*Location annotation dataset excerpts*.

== == ==

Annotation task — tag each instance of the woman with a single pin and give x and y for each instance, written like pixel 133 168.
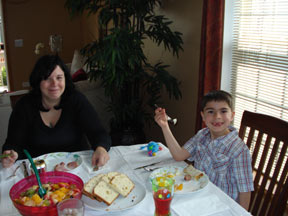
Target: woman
pixel 54 117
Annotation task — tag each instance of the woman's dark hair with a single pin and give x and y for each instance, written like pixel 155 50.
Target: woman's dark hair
pixel 217 96
pixel 41 71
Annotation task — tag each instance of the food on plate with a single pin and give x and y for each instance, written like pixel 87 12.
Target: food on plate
pixel 178 187
pixel 107 187
pixel 56 192
pixel 122 184
pixel 62 166
pixel 192 173
pixel 105 193
pixel 72 165
pixel 187 177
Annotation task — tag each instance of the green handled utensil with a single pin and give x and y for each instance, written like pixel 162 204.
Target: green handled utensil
pixel 41 190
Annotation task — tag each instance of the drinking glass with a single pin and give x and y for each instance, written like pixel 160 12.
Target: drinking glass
pixel 163 190
pixel 71 207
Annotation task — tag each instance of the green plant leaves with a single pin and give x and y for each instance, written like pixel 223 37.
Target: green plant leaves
pixel 118 60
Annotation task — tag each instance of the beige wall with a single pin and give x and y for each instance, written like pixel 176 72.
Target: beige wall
pixel 33 21
pixel 187 16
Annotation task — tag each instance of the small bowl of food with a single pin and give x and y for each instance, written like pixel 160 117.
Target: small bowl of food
pixel 58 185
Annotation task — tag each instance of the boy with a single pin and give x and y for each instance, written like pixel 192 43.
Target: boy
pixel 216 150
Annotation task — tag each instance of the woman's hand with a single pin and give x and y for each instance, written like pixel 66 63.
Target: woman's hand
pixel 161 117
pixel 100 157
pixel 10 160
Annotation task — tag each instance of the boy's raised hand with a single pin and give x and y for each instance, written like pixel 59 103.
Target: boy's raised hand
pixel 10 160
pixel 161 117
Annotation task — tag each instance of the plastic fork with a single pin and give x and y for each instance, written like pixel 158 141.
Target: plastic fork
pixel 151 169
pixel 41 190
pixel 13 174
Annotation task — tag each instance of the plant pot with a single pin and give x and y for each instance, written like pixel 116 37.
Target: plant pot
pixel 127 137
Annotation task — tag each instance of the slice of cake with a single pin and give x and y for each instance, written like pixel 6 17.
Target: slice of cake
pixel 105 193
pixel 108 176
pixel 122 184
pixel 89 186
pixel 193 172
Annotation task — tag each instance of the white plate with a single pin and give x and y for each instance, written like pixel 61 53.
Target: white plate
pixel 191 186
pixel 52 159
pixel 121 203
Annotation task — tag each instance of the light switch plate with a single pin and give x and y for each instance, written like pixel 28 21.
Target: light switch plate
pixel 18 43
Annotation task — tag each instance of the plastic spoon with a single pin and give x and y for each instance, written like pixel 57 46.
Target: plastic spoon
pixel 41 190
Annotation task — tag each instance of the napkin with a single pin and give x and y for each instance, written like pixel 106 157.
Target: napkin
pixel 196 205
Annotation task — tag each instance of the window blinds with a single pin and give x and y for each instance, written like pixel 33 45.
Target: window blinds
pixel 259 79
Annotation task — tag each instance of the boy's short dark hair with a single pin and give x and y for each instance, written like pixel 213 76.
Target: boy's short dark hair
pixel 217 96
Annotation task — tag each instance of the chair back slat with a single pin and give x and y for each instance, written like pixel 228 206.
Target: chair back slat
pixel 268 180
pixel 281 203
pixel 256 147
pixel 267 140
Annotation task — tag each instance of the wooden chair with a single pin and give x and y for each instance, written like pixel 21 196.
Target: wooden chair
pixel 267 139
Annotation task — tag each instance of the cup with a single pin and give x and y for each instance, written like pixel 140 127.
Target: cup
pixel 71 207
pixel 163 190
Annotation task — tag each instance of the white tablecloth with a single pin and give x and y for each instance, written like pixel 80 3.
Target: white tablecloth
pixel 209 201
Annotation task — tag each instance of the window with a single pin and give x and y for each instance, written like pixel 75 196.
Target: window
pixel 255 56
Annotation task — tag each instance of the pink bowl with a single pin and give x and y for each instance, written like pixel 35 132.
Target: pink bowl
pixel 53 177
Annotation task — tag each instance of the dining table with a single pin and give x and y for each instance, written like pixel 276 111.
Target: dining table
pixel 209 200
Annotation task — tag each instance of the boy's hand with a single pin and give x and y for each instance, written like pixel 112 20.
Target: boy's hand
pixel 10 160
pixel 161 117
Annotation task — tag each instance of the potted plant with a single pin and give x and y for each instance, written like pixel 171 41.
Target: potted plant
pixel 117 58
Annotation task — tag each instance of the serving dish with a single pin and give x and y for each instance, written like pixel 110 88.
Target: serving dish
pixel 176 172
pixel 53 177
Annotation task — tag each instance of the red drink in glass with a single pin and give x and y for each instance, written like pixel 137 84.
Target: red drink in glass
pixel 163 189
pixel 162 206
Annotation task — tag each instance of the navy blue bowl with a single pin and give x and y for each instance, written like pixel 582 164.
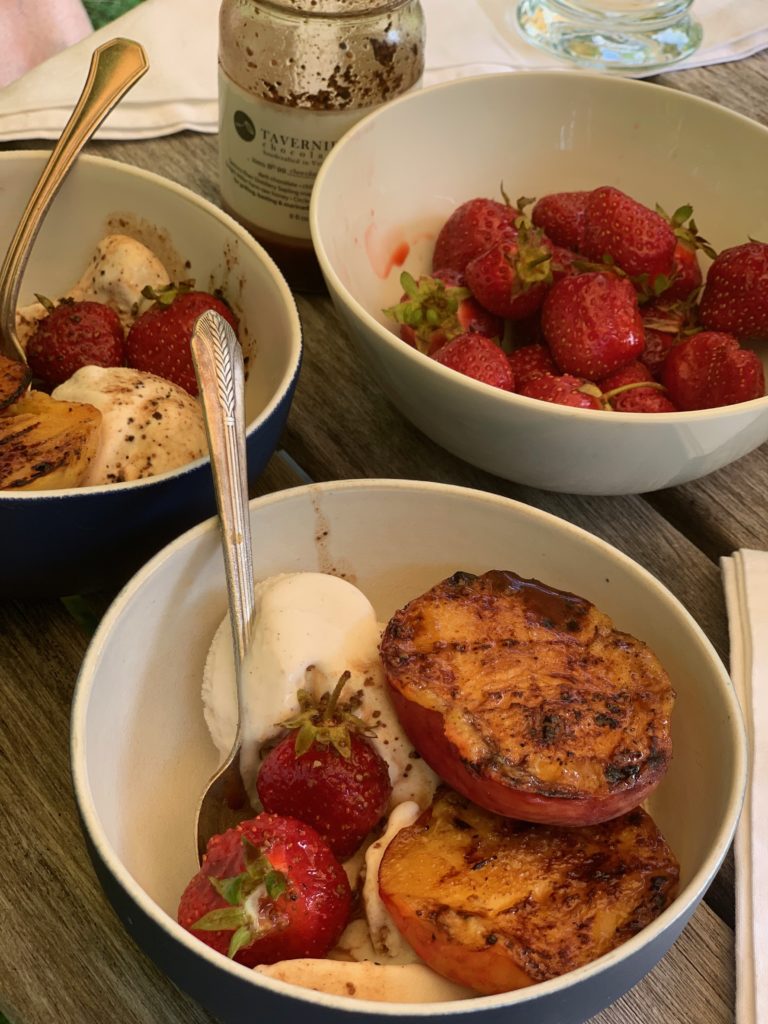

== == ==

*EXERCISE*.
Revise the listing so that every "single pin" becomes "single point", with everything else left unchanged. Omit the pictures from your answer.

*CORRECT RESULT*.
Annotation task — tag each instance of the woman with a single point and give x and y for each instance, written like pixel 133 168.
Target: woman
pixel 54 117
Annotation task — tag each instance of the woman's dark hair with a single point and give x and y for each instance, written like pixel 155 50.
Target: woman's dark hair
pixel 217 96
pixel 41 71
Annotation task — tag each instance of the food on plate with a single point and give x and y for each instance, written like pixel 87 12.
Target: food on plate
pixel 178 187
pixel 107 187
pixel 56 192
pixel 122 184
pixel 62 166
pixel 192 173
pixel 105 193
pixel 72 165
pixel 187 177
Annotation task — tag each instance of the green handled utensil with a single point and give x and y for each instance, written like pixel 162 204.
Target: green handled utensil
pixel 41 190
Annotation task — tag each instance of the drinking glass with a single point and give x and y for each instance, written like pixel 160 12.
Target: drinking glass
pixel 163 190
pixel 71 207
Annotation task — tag each instance of the green plant leaves with a single point and give x and y for each instance, written like pixel 223 37.
Target: green plant leaves
pixel 118 60
Annotation task — tag each instance of the beige wall with a single point and give x and y for each instance, written like pixel 176 72.
Target: beige wall
pixel 33 21
pixel 187 16
Annotation task — tag each instance of the small bowl of food with a single point and give x and y for each instance, written like pixel 160 117.
Target: small bowl of food
pixel 58 185
Annotation task — tag each instance of the boy with a single point and give x and y for each instance, written like pixel 192 43.
Target: boy
pixel 216 150
Annotation task — tag each instance of the woman's hand with a single point and give x and y for each instance, written like pixel 66 63.
Target: woman's hand
pixel 161 117
pixel 100 157
pixel 10 160
Annotation task — tag each instance of the boy's raised hand with a single point and give x and y for each instance, written like pixel 59 103.
Target: boy's raised hand
pixel 10 160
pixel 161 117
Annotation task — tag each instance of the plastic fork with a single point and give x and y for each instance, written like pixel 158 141.
Target: plastic fork
pixel 151 169
pixel 41 190
pixel 13 174
Annotation task — tag each instance of the plant pot with a single point and give x and y for each instance, written like pixel 116 37.
Target: plant pot
pixel 127 137
Annotation task — tag each instance of the slice of cake with a single point and give x and y for each instance, written like pixel 6 17.
Target: slice of cake
pixel 105 193
pixel 108 176
pixel 122 184
pixel 89 186
pixel 193 172
Annotation task — tag each instance of the white plate with a single point and give x and y for each instance, written like pixel 61 53.
Target: white plate
pixel 191 186
pixel 52 159
pixel 121 203
Annotation task — tag each instance of the light switch plate with a single point and give x and y for each instance, written like pixel 28 21.
Target: light switch plate
pixel 18 43
Annotation task — tag each instance of the plastic spoon with a single point and give x and y for each instance, written like pixel 57 46.
Target: plastic spoon
pixel 41 190
Annotation task — tag each instance of the napkin with a single point and give x and y for each instance, written like pixel 106 157.
Target: napkin
pixel 196 205
Annotation task — tag each instance of the window blinds with a single point and give x and y for each instance, written like pixel 33 45.
Target: window blinds
pixel 259 79
Annotation task — tag each instance of the boy's short dark hair with a single point and give x and y for each instance, written like pixel 213 76.
Target: boy's short dark hair
pixel 217 96
Annotation task — tag each instance of the chair back slat with a single point and give x and y for each instance, written like pixel 228 206.
Target: chair back slat
pixel 268 180
pixel 281 203
pixel 256 147
pixel 267 140
Annotation task — tag each instance of the wooden chair with a single point and give x and y for each instance, written like pixel 21 196.
Target: wooden chair
pixel 267 139
Annotation task — tag each instance of the cup with a single point and give x and y for each instance, written like pixel 140 127.
Target: cup
pixel 71 207
pixel 163 190
Annotation task — tag each instance of the white tablecloth with a single point and give x and y for each instance, written like pixel 80 3.
Target: white tablecloth
pixel 209 201
Annotation task — tag each instance of the window with a single point and give x and y for each instance, written like pixel 75 196.
Target: window
pixel 255 56
Annotation task — tag each instance of the pink bowl with a single point and give x and y for each instance, written like pixel 35 132.
Target: pink bowl
pixel 53 177
Annotation task — tag each instance of the dining table with a single point and give x and y for each instance, written like pixel 276 111.
Target: dining table
pixel 209 200
Annotation task — tag each instance of the boy's hand with a single point and give x and y for each instance, written like pixel 112 20.
Target: boy's hand
pixel 10 160
pixel 161 117
Annotation task — tag each instance of the potted plant with a single point and give x and y for each instance, written like pixel 171 41.
Target: potted plant
pixel 117 58
Annotation task — tag each instance of the serving dish with a single point and give x and y for each instance, written like pixel 110 88.
Target: serving dish
pixel 176 172
pixel 53 177
Annotation task — tag each instance of the red drink in glass with a single point and give x and y for each instance, written like pixel 137 84.
Target: red drink in glass
pixel 163 189
pixel 162 206
Annotation task — tag each instance of the navy blue bowl with a single point and give x and y for each instance, written like pixel 582 164.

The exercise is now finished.